▸ **What you have to do**
Copy out every line of the material below, word for word.
──────
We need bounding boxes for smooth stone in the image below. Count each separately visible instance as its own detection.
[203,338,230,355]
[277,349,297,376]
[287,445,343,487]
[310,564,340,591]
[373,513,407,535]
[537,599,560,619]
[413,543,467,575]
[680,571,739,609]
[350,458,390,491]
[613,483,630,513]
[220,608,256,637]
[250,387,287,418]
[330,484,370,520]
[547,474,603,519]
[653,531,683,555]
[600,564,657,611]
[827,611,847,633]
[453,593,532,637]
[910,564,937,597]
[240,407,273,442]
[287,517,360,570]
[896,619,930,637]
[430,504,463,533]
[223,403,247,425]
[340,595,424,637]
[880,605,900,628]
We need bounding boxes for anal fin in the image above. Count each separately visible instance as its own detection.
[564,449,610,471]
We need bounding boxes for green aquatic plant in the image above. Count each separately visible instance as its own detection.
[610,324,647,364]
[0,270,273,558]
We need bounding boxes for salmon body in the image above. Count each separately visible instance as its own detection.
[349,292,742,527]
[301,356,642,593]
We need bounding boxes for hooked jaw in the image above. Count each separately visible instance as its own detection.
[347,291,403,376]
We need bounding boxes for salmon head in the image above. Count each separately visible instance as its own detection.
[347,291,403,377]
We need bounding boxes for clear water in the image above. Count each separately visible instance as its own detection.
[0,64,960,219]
──────
▸ **Response**
We need bounding boxes for smooth stone in the image below. Count each separately visible instance as its own detection.
[203,338,230,355]
[277,349,297,376]
[287,445,343,487]
[310,564,340,591]
[373,513,407,535]
[537,599,560,619]
[413,543,467,575]
[680,571,739,609]
[350,458,390,491]
[613,483,630,513]
[220,608,256,637]
[250,387,287,418]
[330,484,370,520]
[547,474,603,519]
[653,531,683,555]
[600,564,657,611]
[827,611,847,633]
[453,593,532,637]
[910,564,937,597]
[240,407,273,442]
[287,517,360,570]
[896,619,930,637]
[430,504,463,533]
[223,403,247,425]
[340,595,424,637]
[880,605,900,628]
We need bounding boxes for anal fin in the image above. Count each separately visible instance as its own detection.
[564,449,610,471]
We need bounding boxes for green aquatic plant in the image above. Count each separately visible instance as its own detection.
[610,324,647,364]
[0,270,273,558]
We need bounding boxes for salmon body in the image above. Count each separately visible instance as its own detection.
[349,292,742,527]
[301,356,642,593]
We need bounding boxes for hooked jaw in the image above. Count each separately visible instance as its own detection.
[347,291,403,376]
We need bounding boxes for salmon head in the image above. Count each separately visible instance as its own detection.
[347,291,403,377]
We need bounding boxes for clear water in the image above. Count each separately visible instance as its own detection.
[0,64,960,219]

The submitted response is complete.